**SELECTED TEXT:**
= = = =

Calling yourself an expert may be protected speech

Scott Forsyth, The Daily Record Newswire

Attorneys like to complain about the advertising done by their brethren. Unseemly and the root of much that ails the profession, they moan.

If you are of this school of thought, and I am not, you will not like a case lost by the Florida Bar last month. Going forward, a Florida attorney may call himself an expert or a specialist, Searcy v. Florida Bar, No. 4:13-cv-00664 (N.D. Fla. Sept. 30, 2015).

The Florida Bar zealously regulates attorney advertising, for better or worse. It requires an attorney to submit an ad to its Ethics and Advertising Division for approval before publication. It will not approve an ad if the ad contains "deceptive and inherently misleading" statements or represents an attorney is "a specialist, an expert, or other variations of those terms." An example of misleading statements is "references to past results unless such information is objectively verifiable."

The Florida Bar does have a program whereby an attorney may become certified in a particular field of law. An attorney may advertise his certification.

The Florida Bar has this power in part because, unlike the New York State Bar, it is an arm of the State of Florida. To practice in Florida an attorney must be a member of the Florida Bar.

= = = =

**EXTRACTED ENTRIES:**
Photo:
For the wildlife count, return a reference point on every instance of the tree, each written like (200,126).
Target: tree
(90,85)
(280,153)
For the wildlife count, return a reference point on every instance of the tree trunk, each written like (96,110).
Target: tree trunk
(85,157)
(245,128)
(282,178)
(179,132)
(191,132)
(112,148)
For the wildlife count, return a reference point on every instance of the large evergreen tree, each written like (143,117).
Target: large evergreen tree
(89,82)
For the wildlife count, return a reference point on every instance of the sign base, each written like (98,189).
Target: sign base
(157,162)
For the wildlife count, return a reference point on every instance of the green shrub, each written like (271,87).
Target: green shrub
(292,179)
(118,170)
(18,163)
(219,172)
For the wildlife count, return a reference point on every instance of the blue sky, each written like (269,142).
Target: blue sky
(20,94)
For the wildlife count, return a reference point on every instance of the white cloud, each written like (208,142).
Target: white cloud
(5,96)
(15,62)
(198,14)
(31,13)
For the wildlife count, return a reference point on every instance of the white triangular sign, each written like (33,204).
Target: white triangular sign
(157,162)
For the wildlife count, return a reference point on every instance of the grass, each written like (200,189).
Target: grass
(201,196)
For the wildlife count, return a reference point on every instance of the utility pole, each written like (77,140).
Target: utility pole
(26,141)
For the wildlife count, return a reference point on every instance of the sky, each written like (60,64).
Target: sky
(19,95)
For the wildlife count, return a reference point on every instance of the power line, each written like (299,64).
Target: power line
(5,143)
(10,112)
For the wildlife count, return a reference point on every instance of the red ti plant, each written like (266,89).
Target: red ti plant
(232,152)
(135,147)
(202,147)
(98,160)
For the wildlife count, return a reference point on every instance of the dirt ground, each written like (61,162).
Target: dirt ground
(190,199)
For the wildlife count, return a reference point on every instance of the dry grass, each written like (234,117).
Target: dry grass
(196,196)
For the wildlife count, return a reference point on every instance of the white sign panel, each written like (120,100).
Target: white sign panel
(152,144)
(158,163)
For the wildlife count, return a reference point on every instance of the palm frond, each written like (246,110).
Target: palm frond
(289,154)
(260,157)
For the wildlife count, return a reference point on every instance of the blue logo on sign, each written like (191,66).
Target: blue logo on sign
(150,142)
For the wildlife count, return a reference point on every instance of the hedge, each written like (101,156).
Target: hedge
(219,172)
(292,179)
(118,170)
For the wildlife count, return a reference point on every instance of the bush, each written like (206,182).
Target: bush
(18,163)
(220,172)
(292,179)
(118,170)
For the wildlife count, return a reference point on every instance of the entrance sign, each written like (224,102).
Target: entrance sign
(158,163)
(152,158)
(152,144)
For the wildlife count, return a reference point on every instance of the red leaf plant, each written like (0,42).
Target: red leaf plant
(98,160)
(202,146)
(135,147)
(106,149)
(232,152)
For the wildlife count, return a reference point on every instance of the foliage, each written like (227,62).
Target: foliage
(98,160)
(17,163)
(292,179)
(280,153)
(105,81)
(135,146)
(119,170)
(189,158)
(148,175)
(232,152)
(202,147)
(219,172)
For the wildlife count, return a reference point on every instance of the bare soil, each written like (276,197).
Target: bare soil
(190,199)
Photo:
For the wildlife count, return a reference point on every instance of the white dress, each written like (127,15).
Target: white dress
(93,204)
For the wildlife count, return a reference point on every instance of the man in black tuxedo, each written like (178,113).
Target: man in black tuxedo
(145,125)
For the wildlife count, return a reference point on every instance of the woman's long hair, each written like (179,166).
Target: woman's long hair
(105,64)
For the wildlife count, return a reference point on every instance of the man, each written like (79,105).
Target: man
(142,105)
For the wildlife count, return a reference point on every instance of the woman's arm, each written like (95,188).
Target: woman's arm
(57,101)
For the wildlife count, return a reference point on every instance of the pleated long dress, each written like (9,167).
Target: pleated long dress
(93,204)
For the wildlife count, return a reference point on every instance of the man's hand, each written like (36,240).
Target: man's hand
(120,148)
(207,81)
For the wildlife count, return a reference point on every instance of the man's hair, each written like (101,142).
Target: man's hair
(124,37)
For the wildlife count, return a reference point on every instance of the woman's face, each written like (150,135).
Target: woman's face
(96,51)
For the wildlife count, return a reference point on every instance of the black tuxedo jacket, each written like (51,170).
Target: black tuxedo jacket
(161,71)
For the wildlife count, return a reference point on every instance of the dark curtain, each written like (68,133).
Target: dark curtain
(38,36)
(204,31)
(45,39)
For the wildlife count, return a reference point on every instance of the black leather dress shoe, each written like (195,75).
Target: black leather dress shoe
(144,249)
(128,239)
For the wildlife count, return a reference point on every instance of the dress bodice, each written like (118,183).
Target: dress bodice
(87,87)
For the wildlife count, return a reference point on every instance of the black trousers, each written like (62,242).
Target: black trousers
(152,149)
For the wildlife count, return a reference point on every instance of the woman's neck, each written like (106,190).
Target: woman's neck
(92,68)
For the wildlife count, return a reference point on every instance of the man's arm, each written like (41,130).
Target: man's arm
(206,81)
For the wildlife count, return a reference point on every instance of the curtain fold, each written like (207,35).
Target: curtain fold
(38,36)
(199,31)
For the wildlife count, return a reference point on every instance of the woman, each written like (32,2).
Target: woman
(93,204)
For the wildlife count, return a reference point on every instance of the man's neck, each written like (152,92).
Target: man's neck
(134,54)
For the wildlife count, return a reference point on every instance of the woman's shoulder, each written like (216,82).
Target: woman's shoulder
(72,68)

= = = =

Write the next part of the article on the Florida Bar and attorney advertising, picking up after its final sentence. The lines above have no role in what follows.

Enter the personal injury law firm Searcy Denney Scarola & Shipley PA of Tallahassee. It submitted for approval 13 pages from its website and materials from its blog.

On the website the firm made several political statements, such as "when it comes to 'tort reform,' there is a single winner: the insurance industry." It also asserted "32 years of experience handling mass tort cases, resulting in justice for clients" and being "one of the few law firms in the country to successfully represent innocent victims of dangerous herbal supplements."

The Ethics and Advertising Division, to quote the court, "provided rather remarkable responses" to the submission. The political statements were not objectively verifiable and thus prohibited. Similarly, the assertions about handling mass tort cases and representing herbal supplement victims were prohibited because "justice" and "successfully" were not objectively verifiable. Apparently, the Division also disapproved of the assertions because they implied the firm's attorneys were specialists or experts.

The partners sued, alleging the bar violated their First Amendment rights. In particular, they attacked the two rules invoked to strike their postings.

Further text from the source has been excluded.